-- What you have to do --
Extract the lines below, from the one containing "One point belongs to every instance of the paved" through the final line, both included, and reproduce them verbatim.

-- Data section --
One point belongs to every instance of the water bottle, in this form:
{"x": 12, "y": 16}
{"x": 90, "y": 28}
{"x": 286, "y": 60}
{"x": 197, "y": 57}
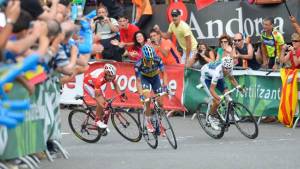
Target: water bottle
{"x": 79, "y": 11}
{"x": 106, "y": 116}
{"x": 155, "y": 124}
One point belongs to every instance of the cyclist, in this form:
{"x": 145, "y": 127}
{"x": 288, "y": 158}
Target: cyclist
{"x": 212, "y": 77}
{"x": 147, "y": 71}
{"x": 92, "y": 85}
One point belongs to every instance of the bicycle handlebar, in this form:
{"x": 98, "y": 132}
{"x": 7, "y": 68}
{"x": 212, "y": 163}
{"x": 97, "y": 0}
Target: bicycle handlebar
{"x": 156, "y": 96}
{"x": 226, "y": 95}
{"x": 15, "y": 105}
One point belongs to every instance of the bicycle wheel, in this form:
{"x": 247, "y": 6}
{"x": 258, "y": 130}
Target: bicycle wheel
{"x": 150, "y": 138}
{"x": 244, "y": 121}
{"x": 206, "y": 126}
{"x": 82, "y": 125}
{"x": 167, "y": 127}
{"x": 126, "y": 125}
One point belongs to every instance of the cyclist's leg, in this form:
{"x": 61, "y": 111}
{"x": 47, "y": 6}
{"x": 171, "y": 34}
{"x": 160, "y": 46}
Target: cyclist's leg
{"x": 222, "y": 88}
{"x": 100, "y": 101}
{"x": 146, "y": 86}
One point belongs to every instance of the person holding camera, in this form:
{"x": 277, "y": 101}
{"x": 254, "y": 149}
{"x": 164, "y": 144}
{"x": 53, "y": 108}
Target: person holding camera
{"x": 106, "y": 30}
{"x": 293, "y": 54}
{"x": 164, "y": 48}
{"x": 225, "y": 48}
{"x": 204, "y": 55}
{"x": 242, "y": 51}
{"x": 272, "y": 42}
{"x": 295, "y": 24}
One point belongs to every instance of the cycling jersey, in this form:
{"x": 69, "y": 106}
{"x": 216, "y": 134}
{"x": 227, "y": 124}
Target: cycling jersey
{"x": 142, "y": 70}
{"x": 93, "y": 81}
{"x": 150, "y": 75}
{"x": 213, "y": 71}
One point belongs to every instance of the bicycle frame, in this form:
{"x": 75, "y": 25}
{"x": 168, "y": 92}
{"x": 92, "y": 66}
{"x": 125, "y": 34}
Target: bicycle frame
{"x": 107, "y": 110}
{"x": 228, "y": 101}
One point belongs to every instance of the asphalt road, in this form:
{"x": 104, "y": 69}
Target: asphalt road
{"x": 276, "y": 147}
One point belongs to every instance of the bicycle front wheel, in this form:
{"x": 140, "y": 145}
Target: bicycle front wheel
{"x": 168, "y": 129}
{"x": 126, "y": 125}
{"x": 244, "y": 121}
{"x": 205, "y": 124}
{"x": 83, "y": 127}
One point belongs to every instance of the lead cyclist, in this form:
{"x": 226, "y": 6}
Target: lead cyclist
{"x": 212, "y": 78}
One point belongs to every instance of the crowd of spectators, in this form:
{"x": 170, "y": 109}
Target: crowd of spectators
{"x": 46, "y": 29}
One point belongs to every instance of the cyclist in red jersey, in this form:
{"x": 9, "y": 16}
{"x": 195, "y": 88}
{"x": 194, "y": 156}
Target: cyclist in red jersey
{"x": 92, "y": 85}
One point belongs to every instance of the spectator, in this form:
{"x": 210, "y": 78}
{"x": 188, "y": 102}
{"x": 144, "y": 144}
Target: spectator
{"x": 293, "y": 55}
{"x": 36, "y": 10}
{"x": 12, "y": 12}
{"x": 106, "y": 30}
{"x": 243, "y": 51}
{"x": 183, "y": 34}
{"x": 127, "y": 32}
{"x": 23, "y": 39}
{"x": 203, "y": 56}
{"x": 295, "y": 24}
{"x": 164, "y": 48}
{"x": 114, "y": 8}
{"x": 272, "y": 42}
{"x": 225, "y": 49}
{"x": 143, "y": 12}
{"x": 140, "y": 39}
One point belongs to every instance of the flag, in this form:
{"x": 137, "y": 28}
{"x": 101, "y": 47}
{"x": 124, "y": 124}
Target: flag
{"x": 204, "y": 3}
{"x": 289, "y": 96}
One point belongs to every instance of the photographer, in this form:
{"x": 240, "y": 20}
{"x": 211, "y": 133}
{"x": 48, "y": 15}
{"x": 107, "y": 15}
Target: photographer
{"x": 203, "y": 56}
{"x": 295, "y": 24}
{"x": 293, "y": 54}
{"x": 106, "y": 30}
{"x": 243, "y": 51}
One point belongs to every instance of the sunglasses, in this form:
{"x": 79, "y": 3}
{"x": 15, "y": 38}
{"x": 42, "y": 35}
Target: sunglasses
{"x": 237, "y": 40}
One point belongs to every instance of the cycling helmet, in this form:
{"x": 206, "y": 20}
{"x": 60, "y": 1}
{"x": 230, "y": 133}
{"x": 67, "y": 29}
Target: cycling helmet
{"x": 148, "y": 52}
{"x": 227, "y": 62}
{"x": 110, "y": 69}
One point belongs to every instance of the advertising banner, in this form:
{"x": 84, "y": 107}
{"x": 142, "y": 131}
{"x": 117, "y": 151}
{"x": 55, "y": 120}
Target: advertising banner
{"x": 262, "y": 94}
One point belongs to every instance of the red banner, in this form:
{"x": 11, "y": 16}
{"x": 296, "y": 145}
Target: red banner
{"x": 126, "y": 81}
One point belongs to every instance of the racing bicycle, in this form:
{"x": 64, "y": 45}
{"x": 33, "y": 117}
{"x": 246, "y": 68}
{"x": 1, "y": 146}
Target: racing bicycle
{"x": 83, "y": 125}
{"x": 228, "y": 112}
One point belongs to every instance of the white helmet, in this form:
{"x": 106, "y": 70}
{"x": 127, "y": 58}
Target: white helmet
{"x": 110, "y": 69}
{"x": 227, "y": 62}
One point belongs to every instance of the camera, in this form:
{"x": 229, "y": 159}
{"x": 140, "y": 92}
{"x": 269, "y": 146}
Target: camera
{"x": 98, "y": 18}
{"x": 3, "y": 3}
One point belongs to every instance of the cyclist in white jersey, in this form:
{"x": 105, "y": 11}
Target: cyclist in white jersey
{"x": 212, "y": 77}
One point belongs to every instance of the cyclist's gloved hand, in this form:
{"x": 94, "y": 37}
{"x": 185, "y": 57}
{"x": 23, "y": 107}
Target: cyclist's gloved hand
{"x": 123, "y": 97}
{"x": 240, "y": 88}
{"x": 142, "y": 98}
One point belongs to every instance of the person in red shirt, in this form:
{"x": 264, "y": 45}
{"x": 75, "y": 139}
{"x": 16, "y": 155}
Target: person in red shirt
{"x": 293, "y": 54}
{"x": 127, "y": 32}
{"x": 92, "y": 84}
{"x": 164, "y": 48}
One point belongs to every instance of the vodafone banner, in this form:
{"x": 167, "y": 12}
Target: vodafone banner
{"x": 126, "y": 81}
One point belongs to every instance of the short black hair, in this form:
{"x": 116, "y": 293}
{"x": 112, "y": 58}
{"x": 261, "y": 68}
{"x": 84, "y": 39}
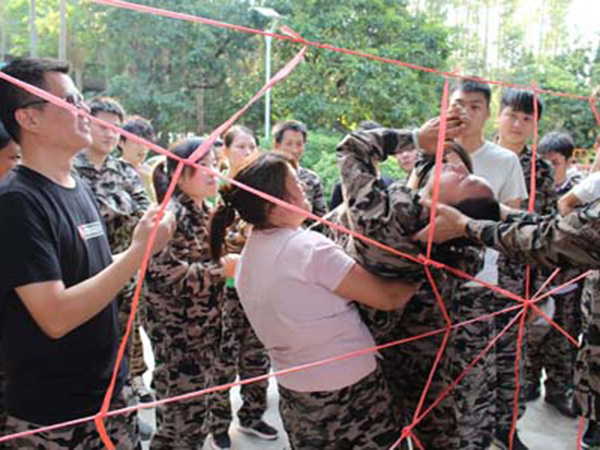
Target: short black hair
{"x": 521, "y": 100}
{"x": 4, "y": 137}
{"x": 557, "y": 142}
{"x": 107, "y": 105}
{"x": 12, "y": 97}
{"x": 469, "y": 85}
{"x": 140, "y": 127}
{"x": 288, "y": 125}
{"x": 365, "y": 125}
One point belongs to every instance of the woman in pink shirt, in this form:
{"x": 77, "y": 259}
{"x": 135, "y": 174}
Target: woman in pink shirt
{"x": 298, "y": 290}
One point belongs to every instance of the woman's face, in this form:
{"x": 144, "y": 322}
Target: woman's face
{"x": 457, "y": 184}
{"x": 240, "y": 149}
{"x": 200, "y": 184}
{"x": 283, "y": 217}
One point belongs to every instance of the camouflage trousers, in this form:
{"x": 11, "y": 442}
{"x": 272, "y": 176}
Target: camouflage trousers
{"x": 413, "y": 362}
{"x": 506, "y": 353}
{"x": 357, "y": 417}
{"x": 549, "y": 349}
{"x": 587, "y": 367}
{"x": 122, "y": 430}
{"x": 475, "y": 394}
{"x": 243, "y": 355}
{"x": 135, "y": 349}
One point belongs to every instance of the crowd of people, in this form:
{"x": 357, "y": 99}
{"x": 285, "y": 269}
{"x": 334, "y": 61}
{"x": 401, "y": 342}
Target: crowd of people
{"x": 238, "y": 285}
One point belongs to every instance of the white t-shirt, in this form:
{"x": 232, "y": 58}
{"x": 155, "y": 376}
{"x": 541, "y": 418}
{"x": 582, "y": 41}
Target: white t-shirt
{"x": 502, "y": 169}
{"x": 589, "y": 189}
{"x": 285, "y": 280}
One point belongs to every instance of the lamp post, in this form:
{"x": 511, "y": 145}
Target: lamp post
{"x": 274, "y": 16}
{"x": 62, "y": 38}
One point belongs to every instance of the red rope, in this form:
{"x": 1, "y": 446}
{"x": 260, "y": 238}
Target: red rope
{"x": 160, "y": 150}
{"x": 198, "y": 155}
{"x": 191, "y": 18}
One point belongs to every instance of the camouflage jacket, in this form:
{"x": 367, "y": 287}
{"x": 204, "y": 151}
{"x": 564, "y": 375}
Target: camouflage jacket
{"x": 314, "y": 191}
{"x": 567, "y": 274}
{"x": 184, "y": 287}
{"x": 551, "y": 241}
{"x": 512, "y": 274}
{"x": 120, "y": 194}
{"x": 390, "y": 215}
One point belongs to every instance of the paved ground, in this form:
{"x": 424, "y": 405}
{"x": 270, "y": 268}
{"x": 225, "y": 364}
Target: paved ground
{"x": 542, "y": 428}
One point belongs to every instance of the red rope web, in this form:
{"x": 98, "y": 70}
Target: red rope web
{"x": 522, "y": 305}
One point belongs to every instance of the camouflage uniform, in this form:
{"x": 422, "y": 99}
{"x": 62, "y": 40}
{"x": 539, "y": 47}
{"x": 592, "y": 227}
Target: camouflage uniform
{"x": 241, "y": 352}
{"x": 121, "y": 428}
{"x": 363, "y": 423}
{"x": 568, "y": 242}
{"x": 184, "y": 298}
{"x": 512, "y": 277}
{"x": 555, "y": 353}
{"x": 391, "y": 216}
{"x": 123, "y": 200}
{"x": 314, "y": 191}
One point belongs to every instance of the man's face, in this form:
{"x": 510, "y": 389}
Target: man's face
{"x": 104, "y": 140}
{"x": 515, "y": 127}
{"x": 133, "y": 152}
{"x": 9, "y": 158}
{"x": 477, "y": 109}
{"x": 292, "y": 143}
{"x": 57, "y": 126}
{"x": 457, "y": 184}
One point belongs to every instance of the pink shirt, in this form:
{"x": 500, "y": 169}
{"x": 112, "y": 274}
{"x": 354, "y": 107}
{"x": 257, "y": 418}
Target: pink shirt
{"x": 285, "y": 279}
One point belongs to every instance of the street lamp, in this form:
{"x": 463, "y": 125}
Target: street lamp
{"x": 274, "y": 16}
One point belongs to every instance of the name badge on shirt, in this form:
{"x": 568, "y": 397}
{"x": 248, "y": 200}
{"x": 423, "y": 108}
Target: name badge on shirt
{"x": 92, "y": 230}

-- Full response --
One point belongs to every instance of the paved ground, in this form:
{"x": 424, "y": 405}
{"x": 270, "y": 268}
{"x": 225, "y": 364}
Target: paved ground
{"x": 542, "y": 428}
One point belongs to every instance of the red rope web, in this form:
{"x": 98, "y": 70}
Target: red rope web
{"x": 522, "y": 305}
One point belongs to every instance of the camouflage uniform, in this form:
{"x": 422, "y": 99}
{"x": 62, "y": 40}
{"x": 539, "y": 47}
{"x": 592, "y": 227}
Target: camouflage uniform
{"x": 241, "y": 352}
{"x": 121, "y": 428}
{"x": 363, "y": 423}
{"x": 568, "y": 242}
{"x": 184, "y": 298}
{"x": 512, "y": 277}
{"x": 555, "y": 353}
{"x": 391, "y": 216}
{"x": 123, "y": 200}
{"x": 314, "y": 191}
One point belongs to every instance of the man's face, in this form:
{"x": 510, "y": 389}
Target: man's face
{"x": 104, "y": 140}
{"x": 515, "y": 127}
{"x": 133, "y": 152}
{"x": 9, "y": 158}
{"x": 477, "y": 109}
{"x": 292, "y": 143}
{"x": 57, "y": 126}
{"x": 457, "y": 184}
One point belongs to every instance of the pink shirt, in this form:
{"x": 500, "y": 169}
{"x": 112, "y": 274}
{"x": 354, "y": 107}
{"x": 257, "y": 418}
Target: pink shirt
{"x": 285, "y": 279}
One point belongs to every instance of the street lamp, in this form:
{"x": 463, "y": 125}
Target: street lamp
{"x": 274, "y": 16}
One point belongs to every instance of the name badge on shirt, in this form:
{"x": 568, "y": 397}
{"x": 248, "y": 200}
{"x": 423, "y": 108}
Target: name badge on shirt
{"x": 92, "y": 230}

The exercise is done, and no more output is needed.